## To be done
Convert the stretch of items below, from the line containing "the front wheel" through the line containing "<point>421,751</point>", into a Markdown table with a Row column giving the row number and a Line column holding that line, leaving out blank lines.

Dataset records:
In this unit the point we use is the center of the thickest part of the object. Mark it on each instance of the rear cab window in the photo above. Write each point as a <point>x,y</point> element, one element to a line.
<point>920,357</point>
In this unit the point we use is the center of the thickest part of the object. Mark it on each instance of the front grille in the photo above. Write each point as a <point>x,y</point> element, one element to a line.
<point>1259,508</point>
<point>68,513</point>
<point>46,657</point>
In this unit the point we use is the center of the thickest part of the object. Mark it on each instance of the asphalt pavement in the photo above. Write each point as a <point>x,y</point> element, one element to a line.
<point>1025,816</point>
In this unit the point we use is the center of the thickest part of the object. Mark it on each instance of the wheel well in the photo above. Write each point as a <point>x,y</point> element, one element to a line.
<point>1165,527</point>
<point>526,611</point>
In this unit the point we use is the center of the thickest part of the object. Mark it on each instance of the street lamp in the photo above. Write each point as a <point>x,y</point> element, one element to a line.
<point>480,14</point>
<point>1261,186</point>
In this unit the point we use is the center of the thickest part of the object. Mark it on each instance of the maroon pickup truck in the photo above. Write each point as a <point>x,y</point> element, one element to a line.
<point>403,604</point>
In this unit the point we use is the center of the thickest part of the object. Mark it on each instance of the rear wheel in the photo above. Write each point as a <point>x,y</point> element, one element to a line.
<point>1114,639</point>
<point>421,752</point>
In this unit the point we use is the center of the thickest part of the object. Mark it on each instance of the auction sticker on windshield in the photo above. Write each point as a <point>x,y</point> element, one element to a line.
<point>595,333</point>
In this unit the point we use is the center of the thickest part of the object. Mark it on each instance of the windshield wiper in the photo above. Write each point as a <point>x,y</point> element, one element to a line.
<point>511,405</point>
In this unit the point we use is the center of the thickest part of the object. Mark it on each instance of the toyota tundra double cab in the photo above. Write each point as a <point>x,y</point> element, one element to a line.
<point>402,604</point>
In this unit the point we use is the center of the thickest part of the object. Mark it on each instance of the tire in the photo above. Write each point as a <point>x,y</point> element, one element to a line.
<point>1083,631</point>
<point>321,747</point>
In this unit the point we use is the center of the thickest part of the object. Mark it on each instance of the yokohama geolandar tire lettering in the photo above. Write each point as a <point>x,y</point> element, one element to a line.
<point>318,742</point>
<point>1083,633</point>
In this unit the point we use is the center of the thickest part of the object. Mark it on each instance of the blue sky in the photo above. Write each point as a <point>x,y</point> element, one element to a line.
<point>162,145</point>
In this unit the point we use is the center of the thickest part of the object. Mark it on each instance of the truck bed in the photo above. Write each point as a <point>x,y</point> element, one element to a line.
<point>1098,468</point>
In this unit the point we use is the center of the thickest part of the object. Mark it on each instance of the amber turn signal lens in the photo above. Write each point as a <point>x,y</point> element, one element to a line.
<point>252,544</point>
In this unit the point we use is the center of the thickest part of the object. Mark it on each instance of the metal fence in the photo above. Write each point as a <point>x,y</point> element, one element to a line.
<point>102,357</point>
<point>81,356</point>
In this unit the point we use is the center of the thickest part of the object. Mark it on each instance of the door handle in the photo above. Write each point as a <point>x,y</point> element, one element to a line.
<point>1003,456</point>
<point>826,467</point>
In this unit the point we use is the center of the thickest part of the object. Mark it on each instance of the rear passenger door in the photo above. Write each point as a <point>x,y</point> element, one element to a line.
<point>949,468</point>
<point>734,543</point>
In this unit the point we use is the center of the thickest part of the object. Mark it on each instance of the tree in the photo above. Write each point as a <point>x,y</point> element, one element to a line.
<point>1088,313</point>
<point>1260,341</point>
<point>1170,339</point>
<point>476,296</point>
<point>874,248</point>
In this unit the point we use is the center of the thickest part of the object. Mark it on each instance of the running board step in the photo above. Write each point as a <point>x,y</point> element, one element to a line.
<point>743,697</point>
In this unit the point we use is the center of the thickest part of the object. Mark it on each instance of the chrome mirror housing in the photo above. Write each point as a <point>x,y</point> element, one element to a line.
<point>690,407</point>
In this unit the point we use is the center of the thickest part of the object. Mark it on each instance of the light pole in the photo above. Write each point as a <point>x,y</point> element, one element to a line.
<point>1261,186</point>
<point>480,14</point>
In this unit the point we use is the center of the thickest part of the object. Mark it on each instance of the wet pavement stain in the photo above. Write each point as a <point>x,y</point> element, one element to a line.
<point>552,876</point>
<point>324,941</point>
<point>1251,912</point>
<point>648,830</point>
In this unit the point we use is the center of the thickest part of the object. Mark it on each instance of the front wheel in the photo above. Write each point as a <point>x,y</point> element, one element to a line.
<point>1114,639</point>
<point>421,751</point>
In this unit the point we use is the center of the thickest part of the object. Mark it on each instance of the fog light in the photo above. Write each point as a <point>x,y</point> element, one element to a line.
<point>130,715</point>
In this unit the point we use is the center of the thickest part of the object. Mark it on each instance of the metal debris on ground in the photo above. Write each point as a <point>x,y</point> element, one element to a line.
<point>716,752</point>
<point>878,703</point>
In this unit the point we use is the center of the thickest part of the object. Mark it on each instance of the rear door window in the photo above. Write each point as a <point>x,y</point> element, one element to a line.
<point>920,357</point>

## The solution
| Row | Line |
|---|---|
| 1 | In this unit the point we use is the center of the thickest part of the object. Mark it on each instance of the front wheel in the photo above. Write each point as a <point>x,y</point> element, one element to a line. |
| 2 | <point>1114,639</point> |
| 3 | <point>421,751</point> |